Text under study:
Endometriosis story


  These stories can help other women so they do not feel so alone when trying to cope with effects of this disease.





Severely altered my teenage years..

by Danielle
(United States)

Ever since I got my period back when I was 9 years old I have dealt with horrible cramps. I was the girl who started developing before any of the other girls in my class. It didn't phase my family, for my mother, too, got her period young and dealt with bad cramps.

When I was 14 years of age I was put on birth control due to my excruciating pain. It was not normal in society to be 14 and on birth control but the doctors said I had no choice. Every month I would experience agonizing pain in my lower stomach and also my lower back. Something was not right.

By the time I was 15 the pain had got so bad that I began missing school more and more. My period would last almost two weeks and would be so heavy. I didn't understand. Nothing worked for me. Being a young girl and constantly switching medicines, I gained a lot of weight. From being in bed for weeks on end to constantly taking new medicine - I developed an eating disorder due to the constant weight gain. Then came the depression, lack of a social life, and dysfunctional family.

By the time I turned 16 I had every test there were, including and ultrasound. No doctor could figure out what was wrong with me. Everything would come back normal, so I was told. I also began to develop issues with my bowels where I either could not go or I couldn't stop. Then it would be all blood. This was not normal either.

Action item A: In the endometriosis story, how old was the writer when she was put on birth control?
Action item B: Write a continuation of the endometriosis story, starting after its final sentence.
The data that come next are drawn from a separate source.

[Dataset excerpts]

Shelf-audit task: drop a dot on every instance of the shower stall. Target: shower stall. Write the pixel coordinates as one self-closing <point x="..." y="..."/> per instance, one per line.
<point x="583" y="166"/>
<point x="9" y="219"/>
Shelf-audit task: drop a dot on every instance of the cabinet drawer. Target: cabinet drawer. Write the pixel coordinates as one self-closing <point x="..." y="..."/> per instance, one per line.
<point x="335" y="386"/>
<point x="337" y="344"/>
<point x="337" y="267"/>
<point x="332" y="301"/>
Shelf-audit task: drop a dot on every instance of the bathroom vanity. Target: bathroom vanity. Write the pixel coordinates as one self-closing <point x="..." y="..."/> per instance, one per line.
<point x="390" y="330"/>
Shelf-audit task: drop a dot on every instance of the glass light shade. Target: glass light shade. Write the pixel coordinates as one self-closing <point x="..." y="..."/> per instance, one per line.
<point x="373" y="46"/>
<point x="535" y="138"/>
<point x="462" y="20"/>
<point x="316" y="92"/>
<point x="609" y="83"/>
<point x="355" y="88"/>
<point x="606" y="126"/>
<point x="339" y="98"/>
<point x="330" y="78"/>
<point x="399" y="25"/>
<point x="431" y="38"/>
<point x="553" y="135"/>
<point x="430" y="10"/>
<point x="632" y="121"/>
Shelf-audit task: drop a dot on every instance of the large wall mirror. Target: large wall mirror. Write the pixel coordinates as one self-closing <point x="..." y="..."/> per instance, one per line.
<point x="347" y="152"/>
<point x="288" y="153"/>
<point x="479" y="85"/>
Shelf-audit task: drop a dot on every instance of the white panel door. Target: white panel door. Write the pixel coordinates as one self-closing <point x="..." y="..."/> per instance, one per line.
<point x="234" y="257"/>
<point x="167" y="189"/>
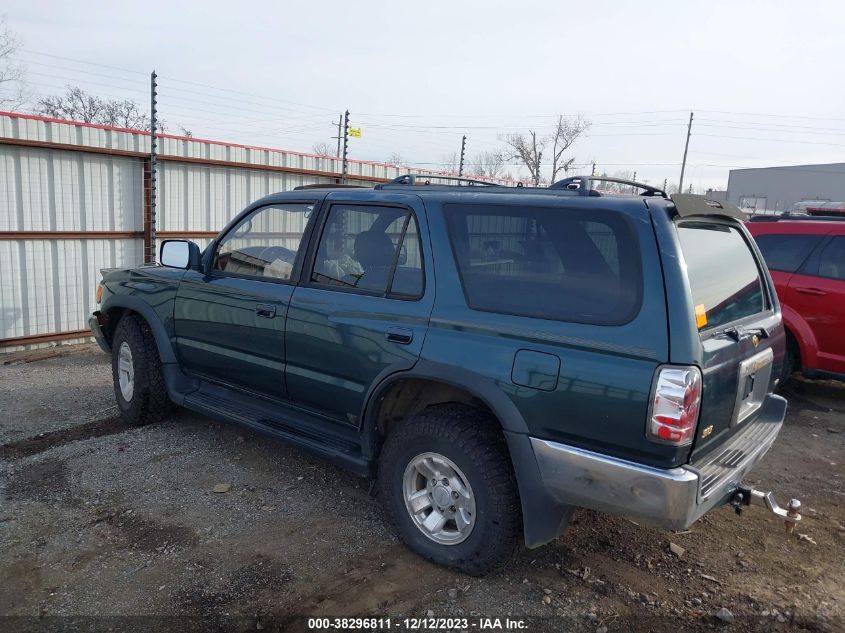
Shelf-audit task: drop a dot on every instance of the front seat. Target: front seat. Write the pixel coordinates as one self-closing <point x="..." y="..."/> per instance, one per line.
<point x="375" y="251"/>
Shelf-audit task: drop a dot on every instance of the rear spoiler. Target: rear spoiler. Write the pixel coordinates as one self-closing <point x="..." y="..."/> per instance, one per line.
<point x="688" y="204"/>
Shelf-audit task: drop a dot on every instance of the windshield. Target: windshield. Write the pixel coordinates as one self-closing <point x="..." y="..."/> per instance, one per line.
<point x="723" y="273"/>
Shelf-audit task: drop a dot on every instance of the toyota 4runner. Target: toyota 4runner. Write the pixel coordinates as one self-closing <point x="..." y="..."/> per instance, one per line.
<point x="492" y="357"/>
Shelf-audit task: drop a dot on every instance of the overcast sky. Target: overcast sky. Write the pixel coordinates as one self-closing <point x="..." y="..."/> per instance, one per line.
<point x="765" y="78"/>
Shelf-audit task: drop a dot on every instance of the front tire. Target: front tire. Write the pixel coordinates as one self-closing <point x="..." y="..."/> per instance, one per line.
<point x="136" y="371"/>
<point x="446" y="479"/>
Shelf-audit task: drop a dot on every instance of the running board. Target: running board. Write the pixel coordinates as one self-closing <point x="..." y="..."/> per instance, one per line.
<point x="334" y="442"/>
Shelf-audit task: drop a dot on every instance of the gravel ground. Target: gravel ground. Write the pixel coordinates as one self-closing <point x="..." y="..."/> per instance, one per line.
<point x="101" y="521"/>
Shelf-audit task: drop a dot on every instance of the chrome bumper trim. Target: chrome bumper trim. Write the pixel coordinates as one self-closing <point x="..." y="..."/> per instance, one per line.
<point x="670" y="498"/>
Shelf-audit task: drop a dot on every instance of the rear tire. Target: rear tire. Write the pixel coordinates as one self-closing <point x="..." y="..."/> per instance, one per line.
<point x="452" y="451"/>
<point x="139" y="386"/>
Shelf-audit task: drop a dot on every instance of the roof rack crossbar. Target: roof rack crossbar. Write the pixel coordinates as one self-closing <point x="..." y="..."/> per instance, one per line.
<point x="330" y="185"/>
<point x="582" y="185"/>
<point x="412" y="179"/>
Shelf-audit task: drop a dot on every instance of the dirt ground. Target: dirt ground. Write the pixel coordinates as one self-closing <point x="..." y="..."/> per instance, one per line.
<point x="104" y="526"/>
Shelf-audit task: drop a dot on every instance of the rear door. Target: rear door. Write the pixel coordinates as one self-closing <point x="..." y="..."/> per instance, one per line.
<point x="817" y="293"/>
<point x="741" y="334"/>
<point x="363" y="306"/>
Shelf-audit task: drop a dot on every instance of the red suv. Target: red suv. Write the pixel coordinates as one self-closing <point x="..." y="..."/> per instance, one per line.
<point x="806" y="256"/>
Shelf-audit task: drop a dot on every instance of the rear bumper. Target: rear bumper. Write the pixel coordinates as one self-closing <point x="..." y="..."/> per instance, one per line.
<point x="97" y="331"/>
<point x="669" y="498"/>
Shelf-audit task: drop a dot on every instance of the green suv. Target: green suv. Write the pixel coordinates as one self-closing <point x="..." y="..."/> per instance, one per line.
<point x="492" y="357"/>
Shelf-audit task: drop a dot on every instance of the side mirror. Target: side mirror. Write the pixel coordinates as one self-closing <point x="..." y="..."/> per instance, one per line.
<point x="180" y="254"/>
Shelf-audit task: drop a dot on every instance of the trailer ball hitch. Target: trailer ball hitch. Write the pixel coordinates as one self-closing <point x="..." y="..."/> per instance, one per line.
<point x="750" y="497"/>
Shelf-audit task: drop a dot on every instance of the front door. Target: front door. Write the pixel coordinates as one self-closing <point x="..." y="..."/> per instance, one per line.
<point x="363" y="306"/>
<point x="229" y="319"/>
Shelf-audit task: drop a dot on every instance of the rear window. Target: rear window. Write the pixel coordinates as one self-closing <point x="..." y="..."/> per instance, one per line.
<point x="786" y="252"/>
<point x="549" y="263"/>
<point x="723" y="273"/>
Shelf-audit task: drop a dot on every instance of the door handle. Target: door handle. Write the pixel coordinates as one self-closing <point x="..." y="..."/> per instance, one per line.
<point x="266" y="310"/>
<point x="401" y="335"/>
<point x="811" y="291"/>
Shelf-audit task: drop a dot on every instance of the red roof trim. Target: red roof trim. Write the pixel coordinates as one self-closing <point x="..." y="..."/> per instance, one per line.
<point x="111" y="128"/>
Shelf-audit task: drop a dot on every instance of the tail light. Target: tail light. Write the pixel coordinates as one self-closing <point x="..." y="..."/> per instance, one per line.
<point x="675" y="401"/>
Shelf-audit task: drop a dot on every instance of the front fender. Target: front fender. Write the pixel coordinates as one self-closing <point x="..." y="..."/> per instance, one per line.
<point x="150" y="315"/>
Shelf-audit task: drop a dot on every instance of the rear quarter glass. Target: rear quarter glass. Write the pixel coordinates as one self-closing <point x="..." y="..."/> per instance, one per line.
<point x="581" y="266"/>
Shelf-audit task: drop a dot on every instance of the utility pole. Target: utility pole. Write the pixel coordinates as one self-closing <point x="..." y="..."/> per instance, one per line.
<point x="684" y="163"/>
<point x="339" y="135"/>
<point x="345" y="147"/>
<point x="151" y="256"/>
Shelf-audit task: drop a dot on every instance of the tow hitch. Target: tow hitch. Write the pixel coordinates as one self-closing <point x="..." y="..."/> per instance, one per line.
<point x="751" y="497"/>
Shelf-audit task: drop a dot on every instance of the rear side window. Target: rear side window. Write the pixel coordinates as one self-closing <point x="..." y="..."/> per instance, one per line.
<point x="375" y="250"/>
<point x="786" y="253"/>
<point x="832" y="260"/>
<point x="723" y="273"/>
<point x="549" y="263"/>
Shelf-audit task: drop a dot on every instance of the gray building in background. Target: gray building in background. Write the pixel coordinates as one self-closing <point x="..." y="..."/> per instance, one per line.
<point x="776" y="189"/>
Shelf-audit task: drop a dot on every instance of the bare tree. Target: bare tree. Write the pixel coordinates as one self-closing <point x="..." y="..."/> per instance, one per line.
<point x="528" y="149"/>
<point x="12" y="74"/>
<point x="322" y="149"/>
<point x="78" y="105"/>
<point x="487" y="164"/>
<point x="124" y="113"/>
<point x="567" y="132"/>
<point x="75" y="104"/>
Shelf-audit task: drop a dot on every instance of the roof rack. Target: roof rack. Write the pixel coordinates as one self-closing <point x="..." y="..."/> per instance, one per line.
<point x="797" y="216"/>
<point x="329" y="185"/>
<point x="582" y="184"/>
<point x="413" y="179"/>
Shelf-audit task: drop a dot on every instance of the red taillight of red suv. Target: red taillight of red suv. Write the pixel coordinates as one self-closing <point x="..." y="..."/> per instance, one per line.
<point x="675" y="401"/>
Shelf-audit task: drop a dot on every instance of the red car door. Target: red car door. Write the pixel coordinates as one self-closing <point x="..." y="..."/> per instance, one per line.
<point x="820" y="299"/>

==

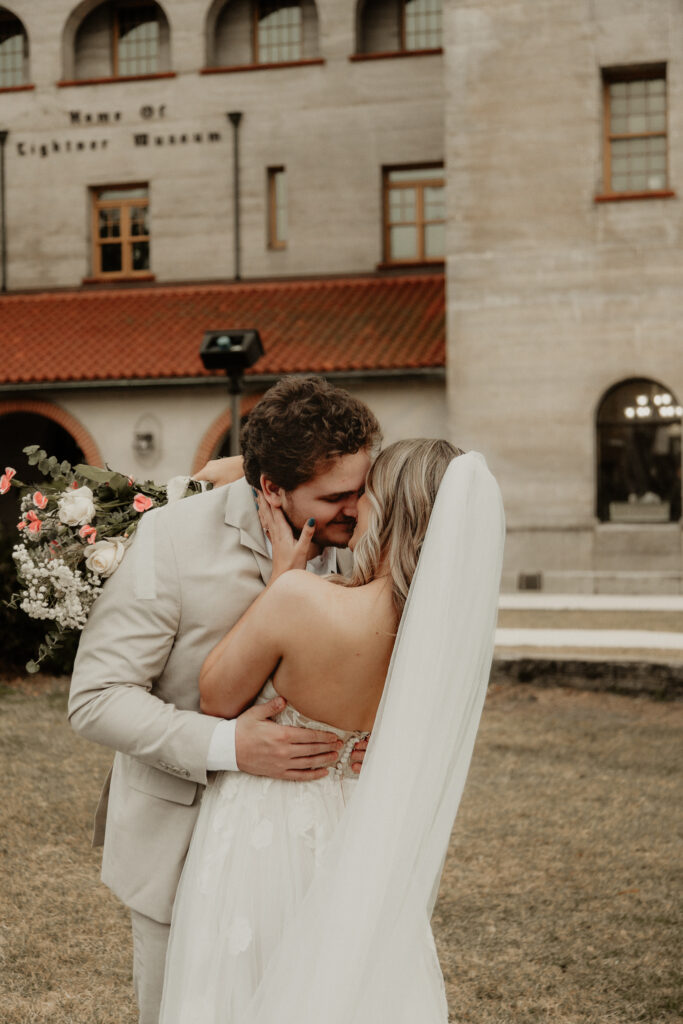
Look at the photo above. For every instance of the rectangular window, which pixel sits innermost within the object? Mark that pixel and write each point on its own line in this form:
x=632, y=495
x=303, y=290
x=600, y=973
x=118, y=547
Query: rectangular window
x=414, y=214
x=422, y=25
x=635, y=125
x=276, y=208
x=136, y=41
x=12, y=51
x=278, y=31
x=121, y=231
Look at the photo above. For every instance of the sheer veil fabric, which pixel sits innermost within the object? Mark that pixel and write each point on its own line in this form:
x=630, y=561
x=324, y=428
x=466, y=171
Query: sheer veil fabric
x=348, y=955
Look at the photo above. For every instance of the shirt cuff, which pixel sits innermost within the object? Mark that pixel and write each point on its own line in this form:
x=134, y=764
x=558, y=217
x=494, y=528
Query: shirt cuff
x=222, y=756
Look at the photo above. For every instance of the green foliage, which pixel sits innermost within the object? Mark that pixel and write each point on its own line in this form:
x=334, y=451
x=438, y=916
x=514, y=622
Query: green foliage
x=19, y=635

* * *

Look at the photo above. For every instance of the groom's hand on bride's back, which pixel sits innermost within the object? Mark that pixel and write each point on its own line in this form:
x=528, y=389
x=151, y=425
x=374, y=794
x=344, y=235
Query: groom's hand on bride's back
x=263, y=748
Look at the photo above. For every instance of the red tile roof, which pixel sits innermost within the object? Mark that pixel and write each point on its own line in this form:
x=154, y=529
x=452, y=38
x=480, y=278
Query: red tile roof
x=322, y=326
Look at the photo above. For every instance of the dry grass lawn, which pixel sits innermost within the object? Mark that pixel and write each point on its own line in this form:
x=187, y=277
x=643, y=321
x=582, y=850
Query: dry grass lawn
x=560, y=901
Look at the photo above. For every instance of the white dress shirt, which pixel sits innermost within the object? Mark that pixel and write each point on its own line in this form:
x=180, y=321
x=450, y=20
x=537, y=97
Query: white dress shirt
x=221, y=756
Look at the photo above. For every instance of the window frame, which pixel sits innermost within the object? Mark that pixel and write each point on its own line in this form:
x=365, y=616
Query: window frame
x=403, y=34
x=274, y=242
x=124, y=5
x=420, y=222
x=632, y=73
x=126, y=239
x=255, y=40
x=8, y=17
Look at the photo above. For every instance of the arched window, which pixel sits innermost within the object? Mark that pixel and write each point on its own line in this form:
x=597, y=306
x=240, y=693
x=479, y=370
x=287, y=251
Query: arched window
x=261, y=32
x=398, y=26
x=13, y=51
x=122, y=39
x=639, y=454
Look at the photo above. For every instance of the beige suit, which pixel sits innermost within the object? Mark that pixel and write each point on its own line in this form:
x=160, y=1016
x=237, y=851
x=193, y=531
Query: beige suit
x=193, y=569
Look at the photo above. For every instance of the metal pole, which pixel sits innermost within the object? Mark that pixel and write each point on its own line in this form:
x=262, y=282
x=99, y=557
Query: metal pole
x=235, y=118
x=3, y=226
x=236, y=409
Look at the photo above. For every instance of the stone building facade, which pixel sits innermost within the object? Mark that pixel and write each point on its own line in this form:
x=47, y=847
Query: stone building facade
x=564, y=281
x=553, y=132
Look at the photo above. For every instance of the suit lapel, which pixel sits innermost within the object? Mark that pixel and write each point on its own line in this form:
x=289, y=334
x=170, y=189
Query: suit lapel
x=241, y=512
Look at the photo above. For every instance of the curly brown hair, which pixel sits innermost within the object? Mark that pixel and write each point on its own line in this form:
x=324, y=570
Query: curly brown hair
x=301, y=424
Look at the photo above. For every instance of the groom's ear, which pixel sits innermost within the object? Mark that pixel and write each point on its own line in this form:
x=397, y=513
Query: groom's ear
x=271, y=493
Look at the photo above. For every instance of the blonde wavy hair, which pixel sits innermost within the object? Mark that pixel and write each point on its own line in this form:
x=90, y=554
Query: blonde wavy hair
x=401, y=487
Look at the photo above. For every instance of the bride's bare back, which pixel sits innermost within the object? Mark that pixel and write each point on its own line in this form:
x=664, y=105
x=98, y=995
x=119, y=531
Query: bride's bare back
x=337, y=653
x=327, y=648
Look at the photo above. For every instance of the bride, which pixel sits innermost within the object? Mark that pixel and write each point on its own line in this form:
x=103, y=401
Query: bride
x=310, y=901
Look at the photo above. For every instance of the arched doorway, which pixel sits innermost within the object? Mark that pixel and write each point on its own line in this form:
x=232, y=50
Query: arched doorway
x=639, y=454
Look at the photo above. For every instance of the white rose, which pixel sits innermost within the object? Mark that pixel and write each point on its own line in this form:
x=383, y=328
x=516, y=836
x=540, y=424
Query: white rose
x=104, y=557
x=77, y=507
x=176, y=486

Final answer A: She was 14 years old.

Final answer B:
In my opinion, at 16 years old I should have never have dealt with any of this but doctors told me it was normal.

Then I stopped taking my birth control as I felt it wasn't working for me. For another year I continued to deal with the pain and missing school. I was hopeless.

A high honor student who made straight A's every semester was now a year behind in school because of excruciating pain. It wasn't fair to me. Having to constantly see new doctors and try new medicines was terribly hard on my body both mentally and physically.

One day I couldn't take it anymore and went and saw yet another new doctor. She put me on several antibiotics, as she believed I had an infection. She scheduled me an ultrasound to see if anything would show. To my surprise, the technician who gave me the ultrasound advised me that this was my "follow up" to see if I still had ovarian cysts. This was news to me. After years of having tests and no answers, FINALLY someone could tell me what was going on. And why didn't my doctor tell me a year before when they clearly saw cysts? As I had been missing almost a whole semester of school from appointments and at times not even able to move.

That ultrasound showed cysts on both the right and left ovaries. At that point they scheduled me with a surgeon. It was not normal for me to be having this kind of pain, and clearly the cysts were not going away.

A week later I went in for surgery. When I woke up I was told I had Endometriosis. A condition very unfamiliar to me or my family. I had never known or heard of such.

Now I am 18 years old and continually deal with the disease. With no cure, all I have is birth control pills to control it from spreading throughout my organs. Unfortunately I have it in my bowels and all throughout my reproductive organs.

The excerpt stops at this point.